**Vorliegender Text:**
[DJ] PRESSESTIMME BÖRSEN-ZEITUNG/US-Leitzinssenkung
18.09.07 20:36
Übers Ziel hinausgeschossen,
Kommentar zur Zinsentscheidung der US-Notenbank von Dieter Kuckelkorn
Mit der Zinssenkung vom Dienstag hat Fed-Chairman Ben Bernanke genau das
getan, was die Mehrheit der Beobachter von ihm erwartet hat: In der
Tradition seines Vorgängers Alan Greenspan hat er auf die Turbulenzen an den
Finanzmärkten mit einer Drehung an der Zinsschraube reagiert, weil die
massive Gefahr besteht, dass sich die US-Konjunktur deutlich abkühlt. Vor
dem Schritt hatte Bernanke versucht, die Krise im Bankensystem durch
kräftige Liquiditätszuführungen an die Institute zu bewältigen, angesichts
des verheerenden Zustands des US-Immobilienmarktes zeichnete sich jedoch
immer deutlicher ab, dass diese Maßnahmen nicht ausreichen würden.
Gute Gründe hatte es für einen Zinsschritt von 25 Basispunkten gegeben. Mit
den 50 Basispunkten, um die Bernanke die Zielgröße für die Fed Funds Rate
nach unten angepasst hat, hat der Fed-Chef jedoch deutlich übers Ziel
hinausgeschossen - auch wenn er damit den Märkten genau das gegeben hat,
wonach sie verlangt haben.
US-Ökonomen hatten zu Recht darauf hingewiesen, dass es nicht die Aufgabe
der Fed sein kann, Hedgefonds und andere hochspekulativ engagierte Adressen
zu retten, wenn sich diese in eine Schieflage hineinmanövriert haben. Die
Fed ist in erster Linie für Inflation und Konjunktur verantwortlich, darüber
hinaus ist sie lediglich bei massiven systemischen Risiken zu raschem
Handeln gezwungen. Gefahren dieses Ausmaßes sind derzeit nicht zu erkennen -
trotz der Turbulenzen auf den Märkten. Im Übrigen besteht bei einem
kräftigen Zinsschritt um 50 BP die Gefahr, dass der Schuss nach hinten
losgeht. Es könnte nämlich allgemein der Eindruck entstehen, dass die Lage
noch wesentlich ernster ist als bisher vermutet.

Einige Einträge

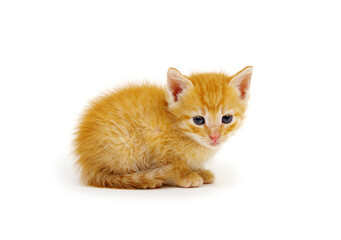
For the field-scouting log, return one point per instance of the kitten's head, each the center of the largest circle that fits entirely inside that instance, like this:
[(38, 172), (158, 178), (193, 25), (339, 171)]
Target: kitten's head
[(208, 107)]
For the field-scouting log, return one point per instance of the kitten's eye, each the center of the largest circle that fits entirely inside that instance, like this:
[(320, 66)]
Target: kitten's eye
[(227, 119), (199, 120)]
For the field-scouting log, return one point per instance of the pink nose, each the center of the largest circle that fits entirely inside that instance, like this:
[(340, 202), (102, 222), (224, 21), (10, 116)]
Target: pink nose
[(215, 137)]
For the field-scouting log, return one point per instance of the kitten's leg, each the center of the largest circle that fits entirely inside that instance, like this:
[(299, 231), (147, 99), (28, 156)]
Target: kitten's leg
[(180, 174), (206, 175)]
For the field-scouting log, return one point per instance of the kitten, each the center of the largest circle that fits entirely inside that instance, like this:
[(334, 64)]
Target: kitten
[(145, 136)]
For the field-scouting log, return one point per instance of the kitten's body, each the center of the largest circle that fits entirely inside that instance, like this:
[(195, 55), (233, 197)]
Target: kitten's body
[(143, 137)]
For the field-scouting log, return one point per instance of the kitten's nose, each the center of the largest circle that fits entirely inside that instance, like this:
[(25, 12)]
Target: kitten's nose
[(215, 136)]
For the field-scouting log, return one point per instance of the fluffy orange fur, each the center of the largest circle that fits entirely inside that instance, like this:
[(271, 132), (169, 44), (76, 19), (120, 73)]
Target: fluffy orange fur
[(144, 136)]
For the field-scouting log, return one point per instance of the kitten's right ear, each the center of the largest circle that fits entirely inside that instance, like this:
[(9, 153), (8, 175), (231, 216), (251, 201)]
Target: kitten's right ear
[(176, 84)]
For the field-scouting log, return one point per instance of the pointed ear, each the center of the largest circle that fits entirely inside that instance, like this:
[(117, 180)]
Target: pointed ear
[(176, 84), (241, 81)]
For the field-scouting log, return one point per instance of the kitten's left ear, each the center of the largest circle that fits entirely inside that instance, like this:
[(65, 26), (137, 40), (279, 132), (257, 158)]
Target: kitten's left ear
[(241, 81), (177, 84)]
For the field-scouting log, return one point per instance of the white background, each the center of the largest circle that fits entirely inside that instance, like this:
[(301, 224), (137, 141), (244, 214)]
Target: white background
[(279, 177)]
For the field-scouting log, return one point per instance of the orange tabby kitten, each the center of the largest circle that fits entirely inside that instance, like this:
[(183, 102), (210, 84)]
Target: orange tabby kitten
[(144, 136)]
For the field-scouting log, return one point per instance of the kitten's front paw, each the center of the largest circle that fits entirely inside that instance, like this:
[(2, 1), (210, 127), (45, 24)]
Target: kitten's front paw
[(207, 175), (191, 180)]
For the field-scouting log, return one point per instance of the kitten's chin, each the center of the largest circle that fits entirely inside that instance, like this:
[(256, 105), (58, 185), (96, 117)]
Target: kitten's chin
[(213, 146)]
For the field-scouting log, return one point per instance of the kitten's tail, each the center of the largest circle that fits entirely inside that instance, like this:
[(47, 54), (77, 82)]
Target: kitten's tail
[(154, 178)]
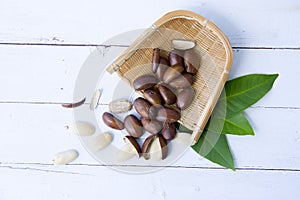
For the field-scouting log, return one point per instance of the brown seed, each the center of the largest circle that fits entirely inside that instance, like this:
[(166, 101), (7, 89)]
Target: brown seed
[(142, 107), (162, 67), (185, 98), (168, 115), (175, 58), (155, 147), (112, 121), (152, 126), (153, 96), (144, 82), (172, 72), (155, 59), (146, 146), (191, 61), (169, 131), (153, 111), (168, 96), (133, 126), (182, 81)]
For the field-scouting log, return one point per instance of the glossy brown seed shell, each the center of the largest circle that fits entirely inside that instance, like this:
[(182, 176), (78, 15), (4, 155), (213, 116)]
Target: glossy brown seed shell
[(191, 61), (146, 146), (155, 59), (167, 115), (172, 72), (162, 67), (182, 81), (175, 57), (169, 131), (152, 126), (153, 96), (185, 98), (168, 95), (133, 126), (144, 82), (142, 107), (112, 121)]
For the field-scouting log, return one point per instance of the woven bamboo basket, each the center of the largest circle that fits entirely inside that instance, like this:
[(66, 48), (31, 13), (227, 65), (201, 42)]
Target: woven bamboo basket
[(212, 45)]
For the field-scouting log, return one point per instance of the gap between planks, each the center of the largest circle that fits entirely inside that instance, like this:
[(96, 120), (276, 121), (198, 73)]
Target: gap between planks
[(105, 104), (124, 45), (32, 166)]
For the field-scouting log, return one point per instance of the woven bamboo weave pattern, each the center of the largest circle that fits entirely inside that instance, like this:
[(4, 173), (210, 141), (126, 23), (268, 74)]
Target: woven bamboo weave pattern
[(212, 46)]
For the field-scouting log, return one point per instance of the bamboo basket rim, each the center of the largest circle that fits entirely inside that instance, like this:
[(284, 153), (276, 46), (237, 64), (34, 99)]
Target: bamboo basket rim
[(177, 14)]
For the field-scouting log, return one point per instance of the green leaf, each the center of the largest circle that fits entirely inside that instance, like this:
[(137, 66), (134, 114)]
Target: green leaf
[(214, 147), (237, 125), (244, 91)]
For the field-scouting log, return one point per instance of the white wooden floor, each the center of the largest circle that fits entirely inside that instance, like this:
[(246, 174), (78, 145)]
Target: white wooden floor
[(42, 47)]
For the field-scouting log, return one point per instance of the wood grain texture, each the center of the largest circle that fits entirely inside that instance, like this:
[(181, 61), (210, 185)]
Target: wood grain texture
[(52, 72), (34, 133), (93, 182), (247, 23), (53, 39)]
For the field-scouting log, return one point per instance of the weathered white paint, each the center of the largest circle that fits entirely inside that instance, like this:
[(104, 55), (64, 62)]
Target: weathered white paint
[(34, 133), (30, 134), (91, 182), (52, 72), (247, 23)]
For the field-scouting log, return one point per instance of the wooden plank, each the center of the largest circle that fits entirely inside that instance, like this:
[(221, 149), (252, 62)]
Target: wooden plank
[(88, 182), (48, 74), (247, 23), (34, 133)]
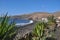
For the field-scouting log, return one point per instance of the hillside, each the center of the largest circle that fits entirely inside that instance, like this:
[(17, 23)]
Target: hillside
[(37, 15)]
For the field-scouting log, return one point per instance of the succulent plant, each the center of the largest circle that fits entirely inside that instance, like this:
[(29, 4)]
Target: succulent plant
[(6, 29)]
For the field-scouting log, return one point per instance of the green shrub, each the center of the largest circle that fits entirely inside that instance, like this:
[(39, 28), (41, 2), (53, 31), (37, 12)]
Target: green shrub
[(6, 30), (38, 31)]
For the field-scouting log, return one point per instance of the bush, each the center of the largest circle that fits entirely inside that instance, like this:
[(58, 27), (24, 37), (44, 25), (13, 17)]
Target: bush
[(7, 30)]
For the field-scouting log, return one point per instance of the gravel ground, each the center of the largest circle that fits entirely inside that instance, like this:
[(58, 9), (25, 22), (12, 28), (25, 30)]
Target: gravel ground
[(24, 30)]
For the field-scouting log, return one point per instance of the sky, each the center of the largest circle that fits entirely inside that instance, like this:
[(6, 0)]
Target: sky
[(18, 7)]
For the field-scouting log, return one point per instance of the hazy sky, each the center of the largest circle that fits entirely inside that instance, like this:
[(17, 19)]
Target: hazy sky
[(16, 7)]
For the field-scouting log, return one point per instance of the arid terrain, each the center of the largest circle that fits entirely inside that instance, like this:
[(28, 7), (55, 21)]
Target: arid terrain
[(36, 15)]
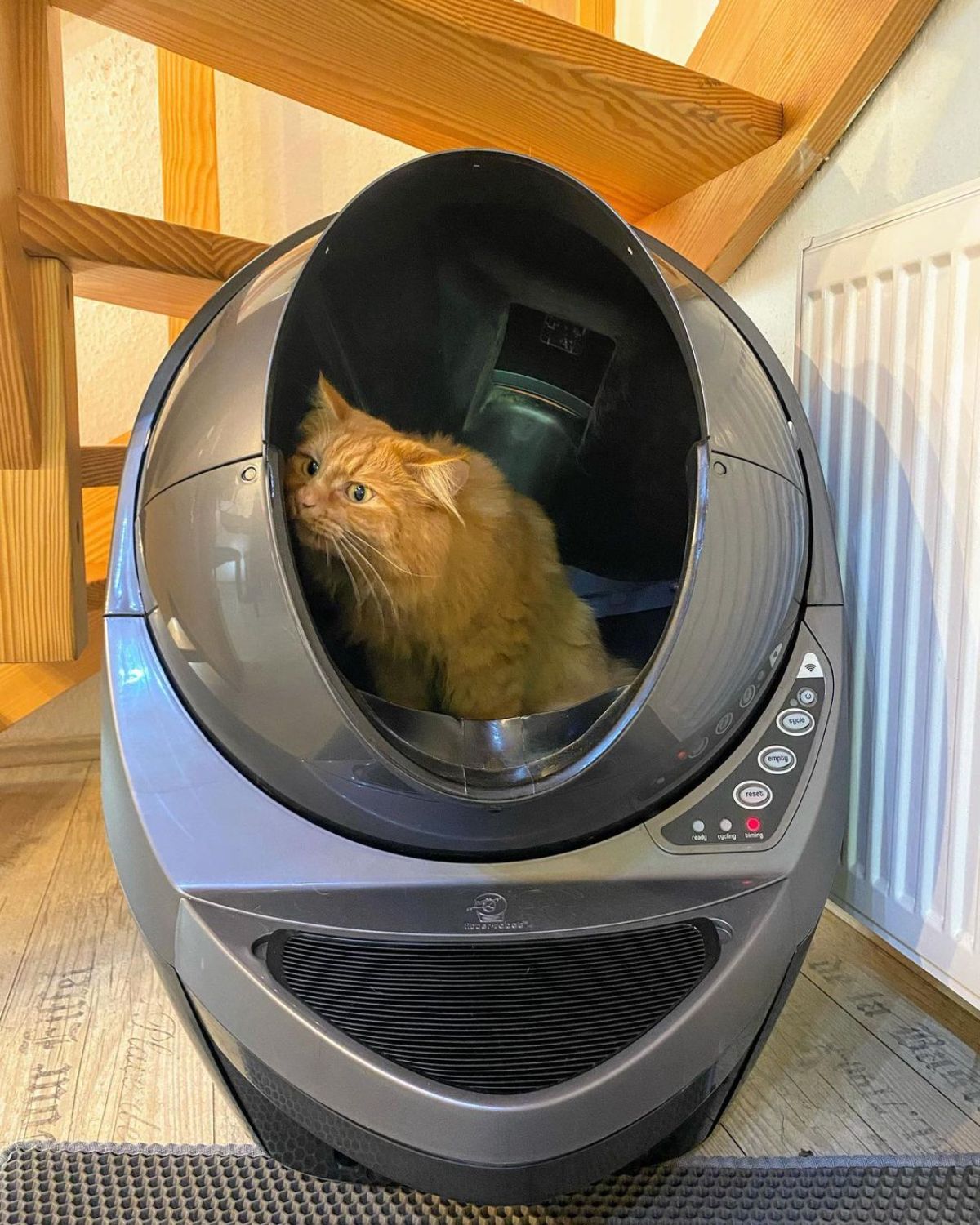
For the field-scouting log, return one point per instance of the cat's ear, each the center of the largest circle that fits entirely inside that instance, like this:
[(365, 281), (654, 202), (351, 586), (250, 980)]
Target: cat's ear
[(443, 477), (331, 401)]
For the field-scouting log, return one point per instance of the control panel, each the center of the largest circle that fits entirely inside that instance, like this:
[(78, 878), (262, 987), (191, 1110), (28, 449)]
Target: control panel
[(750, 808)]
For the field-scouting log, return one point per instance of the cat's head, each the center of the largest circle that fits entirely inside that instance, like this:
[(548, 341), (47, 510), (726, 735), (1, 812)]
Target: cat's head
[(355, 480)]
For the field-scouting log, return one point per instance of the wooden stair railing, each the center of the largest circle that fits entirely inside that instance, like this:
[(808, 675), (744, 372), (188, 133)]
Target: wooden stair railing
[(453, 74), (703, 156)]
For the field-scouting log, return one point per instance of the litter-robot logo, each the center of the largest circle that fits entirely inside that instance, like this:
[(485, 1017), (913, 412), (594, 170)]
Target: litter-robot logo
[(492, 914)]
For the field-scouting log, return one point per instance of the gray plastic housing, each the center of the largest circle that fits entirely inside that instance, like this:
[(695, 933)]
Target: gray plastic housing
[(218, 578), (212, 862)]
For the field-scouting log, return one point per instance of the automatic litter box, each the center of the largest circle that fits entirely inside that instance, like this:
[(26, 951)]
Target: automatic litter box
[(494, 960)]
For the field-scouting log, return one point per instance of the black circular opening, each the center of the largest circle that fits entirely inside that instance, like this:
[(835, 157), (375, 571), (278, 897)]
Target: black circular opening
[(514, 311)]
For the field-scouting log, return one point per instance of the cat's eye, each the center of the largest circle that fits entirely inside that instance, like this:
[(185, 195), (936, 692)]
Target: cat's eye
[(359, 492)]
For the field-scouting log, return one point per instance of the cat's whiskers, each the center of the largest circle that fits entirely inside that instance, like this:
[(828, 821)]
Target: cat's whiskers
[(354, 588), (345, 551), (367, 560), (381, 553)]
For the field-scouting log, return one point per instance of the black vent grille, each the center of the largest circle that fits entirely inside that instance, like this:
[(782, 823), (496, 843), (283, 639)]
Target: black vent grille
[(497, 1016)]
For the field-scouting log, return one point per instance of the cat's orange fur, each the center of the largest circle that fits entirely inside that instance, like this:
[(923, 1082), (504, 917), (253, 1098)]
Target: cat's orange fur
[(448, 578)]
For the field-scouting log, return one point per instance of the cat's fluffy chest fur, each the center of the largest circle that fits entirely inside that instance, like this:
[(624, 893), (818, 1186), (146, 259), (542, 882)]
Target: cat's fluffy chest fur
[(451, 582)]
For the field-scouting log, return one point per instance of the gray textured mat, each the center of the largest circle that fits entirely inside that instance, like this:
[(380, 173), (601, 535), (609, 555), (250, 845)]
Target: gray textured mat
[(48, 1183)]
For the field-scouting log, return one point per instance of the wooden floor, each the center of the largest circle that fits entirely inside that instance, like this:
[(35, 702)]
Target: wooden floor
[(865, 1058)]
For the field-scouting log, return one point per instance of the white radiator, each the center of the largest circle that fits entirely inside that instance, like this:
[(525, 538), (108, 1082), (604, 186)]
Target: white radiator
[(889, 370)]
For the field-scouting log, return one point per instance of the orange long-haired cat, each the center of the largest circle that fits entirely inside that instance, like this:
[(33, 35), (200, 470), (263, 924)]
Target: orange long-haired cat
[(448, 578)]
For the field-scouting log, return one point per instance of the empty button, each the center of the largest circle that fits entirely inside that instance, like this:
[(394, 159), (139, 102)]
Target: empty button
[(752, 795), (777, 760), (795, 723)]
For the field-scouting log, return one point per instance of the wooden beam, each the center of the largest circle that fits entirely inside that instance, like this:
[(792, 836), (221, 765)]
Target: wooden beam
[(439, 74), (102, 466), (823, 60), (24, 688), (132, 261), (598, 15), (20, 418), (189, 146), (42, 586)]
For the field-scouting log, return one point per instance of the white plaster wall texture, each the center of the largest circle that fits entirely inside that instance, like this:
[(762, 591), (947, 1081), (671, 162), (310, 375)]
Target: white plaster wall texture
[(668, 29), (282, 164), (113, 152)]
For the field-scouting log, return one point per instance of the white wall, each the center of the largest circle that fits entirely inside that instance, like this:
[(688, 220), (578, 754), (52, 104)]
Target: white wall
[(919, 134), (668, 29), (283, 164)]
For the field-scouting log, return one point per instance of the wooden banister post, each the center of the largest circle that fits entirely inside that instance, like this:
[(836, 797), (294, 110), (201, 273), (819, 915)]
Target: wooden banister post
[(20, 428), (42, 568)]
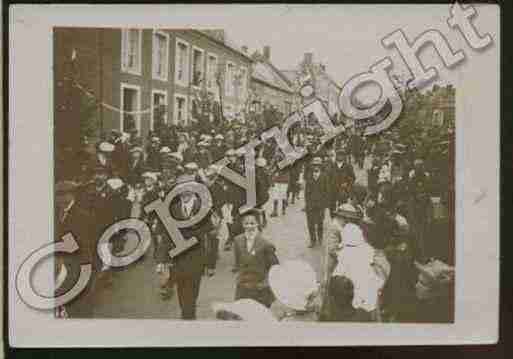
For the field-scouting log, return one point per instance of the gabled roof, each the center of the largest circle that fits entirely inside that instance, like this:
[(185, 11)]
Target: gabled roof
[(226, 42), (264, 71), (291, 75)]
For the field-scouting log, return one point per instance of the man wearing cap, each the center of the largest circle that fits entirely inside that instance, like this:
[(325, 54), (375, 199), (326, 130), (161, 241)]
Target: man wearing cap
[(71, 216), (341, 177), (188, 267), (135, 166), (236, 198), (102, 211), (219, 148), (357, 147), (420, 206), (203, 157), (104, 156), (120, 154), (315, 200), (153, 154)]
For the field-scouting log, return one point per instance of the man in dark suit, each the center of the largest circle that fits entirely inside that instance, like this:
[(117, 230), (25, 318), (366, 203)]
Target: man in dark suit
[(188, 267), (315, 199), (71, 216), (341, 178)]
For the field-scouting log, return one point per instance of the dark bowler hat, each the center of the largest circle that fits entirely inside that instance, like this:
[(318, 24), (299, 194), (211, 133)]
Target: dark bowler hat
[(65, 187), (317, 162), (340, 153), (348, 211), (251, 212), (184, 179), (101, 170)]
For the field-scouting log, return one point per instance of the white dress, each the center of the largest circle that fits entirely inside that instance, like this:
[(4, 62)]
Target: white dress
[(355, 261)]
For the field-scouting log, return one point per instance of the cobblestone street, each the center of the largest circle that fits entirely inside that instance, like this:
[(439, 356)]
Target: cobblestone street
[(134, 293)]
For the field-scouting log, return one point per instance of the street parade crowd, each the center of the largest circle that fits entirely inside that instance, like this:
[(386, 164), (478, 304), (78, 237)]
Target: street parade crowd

**Arbeitsaufträge:**
[A] Um wie viele Basispunkte hat Bernanke laut dem Kommentar zur US-Zinssenkung die Zielgröße für die Fed Funds Rate gesenkt?
[B] Schreiben Sie aus dem Kommentar zur US-Zinssenkung alles von "Gute Gründe hatte" bis hinunter zu "sie verlangt haben." wortgetreu ab.
[C] Fassen Sie den Kommentar zur US-Zinssenkung in zwei Sätzen zusammen.

**Lösungen der Aufgaben:**
[A] Um 50 Basispunkte.

[B]
Gute Gründe hatte es für einen Zinsschritt von 25 Basispunkten gegeben. Mit
den 50 Basispunkten, um die Bernanke die Zielgröße für die Fed Funds Rate
nach unten angepasst hat, hat der Fed-Chef jedoch deutlich übers Ziel
hinausgeschossen - auch wenn er damit den Märkten genau das gegeben hat,
wonach sie verlangt haben.

[C] Mit der Zinssenkung hat Fed-Chef Ben Bernanke auf die Turbulenzen an den Finanzmärkten und die Gefahr einer deutlichen Abkühlung der US-Konjunktur reagiert, nachdem sich abgezeichnet hatte, dass Liquiditätszuführungen an die Banken nicht ausreichen würden. Einen Schritt von 25 Basispunkten hält der Kommentar für begründet, die Senkung um 50 Basispunkte dagegen für überzogen, weil es nicht Aufgabe der Fed sei, Hedgefonds und andere spekulative Adressen zu retten, derzeit keine massiven systemischen Risiken erkennbar seien und der Eindruck einer noch ernsteren Lage entstehen könne.